**TO DO:**
Pictures don't belong in the copy. Set down the lines from the one containing "The component shall locate the boy's eyebrow" through the last line, exactly as they are.

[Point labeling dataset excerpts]
* BEGIN *

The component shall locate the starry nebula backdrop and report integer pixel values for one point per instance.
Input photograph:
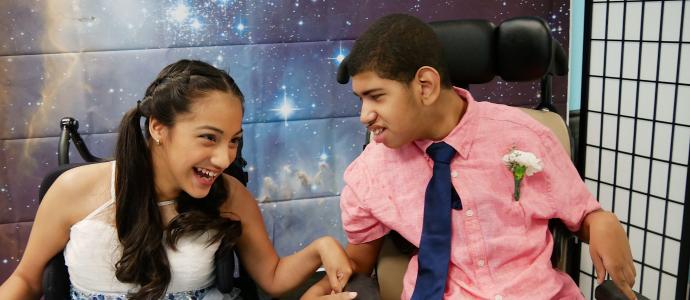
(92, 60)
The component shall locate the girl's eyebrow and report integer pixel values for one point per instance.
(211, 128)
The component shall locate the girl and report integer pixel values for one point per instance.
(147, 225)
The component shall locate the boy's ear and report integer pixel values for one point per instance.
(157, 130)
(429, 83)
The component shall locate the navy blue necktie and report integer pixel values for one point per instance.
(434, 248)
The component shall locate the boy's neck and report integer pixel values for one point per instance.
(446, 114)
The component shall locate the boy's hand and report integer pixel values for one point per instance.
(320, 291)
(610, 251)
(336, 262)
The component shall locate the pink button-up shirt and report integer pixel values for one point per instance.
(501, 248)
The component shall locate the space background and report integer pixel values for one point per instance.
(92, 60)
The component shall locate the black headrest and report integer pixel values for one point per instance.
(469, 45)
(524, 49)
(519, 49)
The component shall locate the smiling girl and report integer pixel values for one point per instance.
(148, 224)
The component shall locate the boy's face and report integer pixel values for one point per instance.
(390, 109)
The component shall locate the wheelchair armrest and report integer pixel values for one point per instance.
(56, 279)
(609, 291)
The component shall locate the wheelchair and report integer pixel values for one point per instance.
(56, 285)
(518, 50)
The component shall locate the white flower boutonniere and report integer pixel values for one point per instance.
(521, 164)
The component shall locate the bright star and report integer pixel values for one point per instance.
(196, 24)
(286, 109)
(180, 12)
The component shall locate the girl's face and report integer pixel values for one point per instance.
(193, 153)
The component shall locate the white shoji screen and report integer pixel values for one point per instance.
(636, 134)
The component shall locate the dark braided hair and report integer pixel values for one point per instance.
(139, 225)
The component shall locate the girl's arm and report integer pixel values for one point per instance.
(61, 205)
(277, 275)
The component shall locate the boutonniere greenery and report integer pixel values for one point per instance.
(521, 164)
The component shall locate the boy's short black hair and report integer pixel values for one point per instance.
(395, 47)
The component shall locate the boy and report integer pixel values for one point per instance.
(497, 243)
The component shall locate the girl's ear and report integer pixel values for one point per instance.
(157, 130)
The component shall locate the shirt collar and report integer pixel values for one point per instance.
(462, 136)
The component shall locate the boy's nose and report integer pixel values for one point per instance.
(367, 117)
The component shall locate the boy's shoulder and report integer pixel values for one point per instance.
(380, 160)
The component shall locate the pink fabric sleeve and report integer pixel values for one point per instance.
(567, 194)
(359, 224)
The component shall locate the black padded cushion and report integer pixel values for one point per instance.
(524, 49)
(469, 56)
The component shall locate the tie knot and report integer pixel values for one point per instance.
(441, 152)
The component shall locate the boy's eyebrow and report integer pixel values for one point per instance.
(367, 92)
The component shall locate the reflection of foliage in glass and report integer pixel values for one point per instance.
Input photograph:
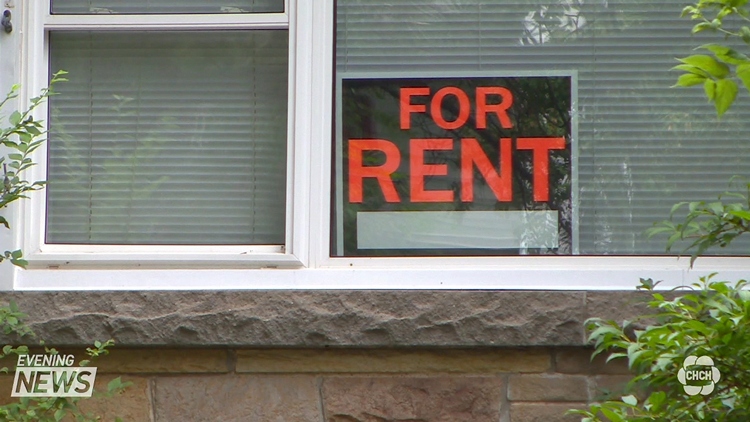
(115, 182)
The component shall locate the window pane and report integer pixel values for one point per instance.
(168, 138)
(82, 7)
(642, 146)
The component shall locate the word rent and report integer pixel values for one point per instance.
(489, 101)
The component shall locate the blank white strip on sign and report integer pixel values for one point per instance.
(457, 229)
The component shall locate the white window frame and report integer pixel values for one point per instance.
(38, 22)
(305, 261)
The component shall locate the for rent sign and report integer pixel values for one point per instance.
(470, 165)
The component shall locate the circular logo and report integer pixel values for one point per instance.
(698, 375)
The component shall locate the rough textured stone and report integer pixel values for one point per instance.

* END *

**THE OUTPUT:**
The component shall locate the boy's eyebrow and report integer pixel values for one point per instance.
(367, 92)
The component shall locate the reflection of foliage in glass and report integer pixel values for one point per instance.
Input photograph:
(115, 182)
The component shall locate the window pane and report integer pixel values for one point per instance.
(168, 138)
(82, 7)
(642, 146)
The component shall locate the word rent and report integer pixel values for one point per instance.
(489, 101)
The component shall locate the blank white strip on sign and report integer pixel values for one point per instance.
(457, 229)
The component shall locate the white window frame and report integer pixel values for one point per instance.
(38, 22)
(305, 261)
The component shall locate the for rent sign and report integer pixel values for one point per instance.
(470, 165)
The component shall locate the circular logo and report integer pixel values for one point per instance.
(698, 375)
The component shall locate the rough textured stone and report integer pixel values for one point per instance.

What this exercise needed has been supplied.